Daftar Tugas
[1] Menurut artikel tentang buruh garmen perempuan, berapa jumlah buruh perempuan di KBN Cakung yang menjadi subjek penelitian Perempuan Mahardhika?
[2] Tuliskan kembali bagian artikel tentang buruh garmen perempuan pada rentang mulai "Para buruh perempuan" sampai dengan "selama setahun berikutnya.", dengan mengganti "buruh perempuan" menjadi "pekerja perempuan".

Artikel
* * * *

Para buruh perempuan menempati posisi paling rendah dalam sistem produksi pabrik garmen. Kebanyakan bekerja di mesin jahit dan pengemasan. Eksploitasi kerja kontrak itu dimanfaatkan oleh rekan buruh pria dan para atasan melakukan pelecehan bahkan kejahatan seksual terhadap buruh perempuan.
Dari penelitian Perempuan Mahardhika, organisasi nirlaba yang fokus pada perlindungan perempuan dari kekerasan seksual, mengenai pelecehan seksual terhadap 773 buruh perempuan di KBN Cakung, masih ada buruh dengan status kerja kontrak sekalipun sudah bekerja selama 4–6 tahun (6,34%), 7–10 tahun (3,10%), dan lebih dari 10 tahun (1,68%). Padahal, dalam Undang-Undang Ketenagakerjaan Nomor 13 Tahun 2003, sistem kerja kontrak hanya berlaku paling lama dua tahun dan hanya boleh diperpanjang selama setahun berikutnya.
Linda mengisahkan teman kerjanya yang lain, yang dipaksa berhubungan seksual hingga hamil oleh kepala produksi. Si pelaku justru menikahkan buruh perempuan tersebut dengan pria lain. Kini buruh itu memilih untuk kembali ke kampung halamannya. Kondisi kerja macam itu merupakan hal lumrah di KBN Cakung, menurut Boy.
Boy, 25 tahun, buruh garmen yang majikannya orang Korea Selatan, mengisahkan teman kerjanya dipaksa berhubungan seksual oleh manajer pabrik karena saat itu ia membutuhkan biaya berobat untuk ibunya.
“Manager factory suka sama operator packing itu, lalu [mereka] jalan. [Dia] cerita ke teman-teman,” ungkap Boy.
Kabar itu rupanya menyebar hingga ke telinga istri manajer pabrik.
“Jadi eonnie- nya marahin dia di depan semua karyawan. Si eonnie teriak-teriak. Aku sih enggak tega, tapi ya gimana? Anak itu keluar [kerja] karena dia malu,” cerita Boy, yang pabrik tempatnya bekerja sudah tutup pada Oktober lalu.
Ajeng Pangesti, 30 tahun, mengatakan sebagian pelaku pelecehan seksual itu orang-orang di bagian direksi perusahaan, umumnya warga negara asing yang biasa disebut “mister”.
Di Cakung, sebagian besar pabrik garmen dimiliki oleh pengusaha asal Korea Selatan.
“Teman-teman itu enggak nyaman ketika masuk ke PT dirangkul oleh HRD atau sama mister -nya, tapi teman-teman masih menganggap kalau mengadu soal itu akan dipecat,” ujar Ajeng, anggota Komite Buruh Perempuan.

* * * *

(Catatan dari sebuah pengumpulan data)
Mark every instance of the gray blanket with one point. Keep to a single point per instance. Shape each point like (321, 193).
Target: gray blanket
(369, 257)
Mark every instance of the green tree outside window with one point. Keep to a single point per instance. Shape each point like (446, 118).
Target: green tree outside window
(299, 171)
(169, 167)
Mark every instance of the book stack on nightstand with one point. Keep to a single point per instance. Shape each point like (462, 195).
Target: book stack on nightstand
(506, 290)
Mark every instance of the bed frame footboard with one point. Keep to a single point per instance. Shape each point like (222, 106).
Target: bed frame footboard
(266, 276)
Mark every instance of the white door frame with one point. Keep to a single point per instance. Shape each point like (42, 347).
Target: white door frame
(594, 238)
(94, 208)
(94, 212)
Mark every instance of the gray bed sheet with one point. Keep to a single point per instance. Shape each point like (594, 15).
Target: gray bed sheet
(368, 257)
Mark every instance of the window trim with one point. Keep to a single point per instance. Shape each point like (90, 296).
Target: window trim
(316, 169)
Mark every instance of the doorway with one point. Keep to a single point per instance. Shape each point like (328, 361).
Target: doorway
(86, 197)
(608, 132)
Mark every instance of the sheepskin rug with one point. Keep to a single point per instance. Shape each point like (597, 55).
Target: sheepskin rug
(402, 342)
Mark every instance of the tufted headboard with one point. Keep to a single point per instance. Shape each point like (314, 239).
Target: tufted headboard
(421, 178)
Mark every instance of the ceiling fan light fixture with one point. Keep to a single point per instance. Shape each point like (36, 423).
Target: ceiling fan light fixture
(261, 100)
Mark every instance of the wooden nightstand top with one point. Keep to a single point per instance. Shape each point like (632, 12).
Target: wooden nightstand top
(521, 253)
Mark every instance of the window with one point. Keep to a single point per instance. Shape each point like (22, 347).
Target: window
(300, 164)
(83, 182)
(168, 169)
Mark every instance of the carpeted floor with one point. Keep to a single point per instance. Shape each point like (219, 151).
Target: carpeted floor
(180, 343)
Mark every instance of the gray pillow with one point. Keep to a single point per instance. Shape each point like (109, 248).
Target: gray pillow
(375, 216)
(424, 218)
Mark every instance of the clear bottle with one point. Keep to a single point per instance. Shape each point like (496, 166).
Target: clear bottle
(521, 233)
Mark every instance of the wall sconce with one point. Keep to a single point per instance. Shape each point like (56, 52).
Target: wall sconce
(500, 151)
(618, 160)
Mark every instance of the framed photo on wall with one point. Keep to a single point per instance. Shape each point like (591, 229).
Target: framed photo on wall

* * * *

Hasil Latihan
[1] 773 buruh perempuan.

[2]
Para pekerja perempuan menempati posisi paling rendah dalam sistem produksi pabrik garmen. Kebanyakan bekerja di mesin jahit dan pengemasan. Eksploitasi kerja kontrak itu dimanfaatkan oleh rekan buruh pria dan para atasan melakukan pelecehan bahkan kejahatan seksual terhadap pekerja perempuan.
Dari penelitian Perempuan Mahardhika, organisasi nirlaba yang fokus pada perlindungan perempuan dari kekerasan seksual, mengenai pelecehan seksual terhadap 773 pekerja perempuan di KBN Cakung, masih ada buruh dengan status kerja kontrak sekalipun sudah bekerja selama 4–6 tahun (6,34%), 7–10 tahun (3,10%), dan lebih dari 10 tahun (1,68%). Padahal, dalam Undang-Undang Ketenagakerjaan Nomor 13 Tahun 2003, sistem kerja kontrak hanya berlaku paling lama dua tahun dan hanya boleh diperpanjang selama setahun berikutnya.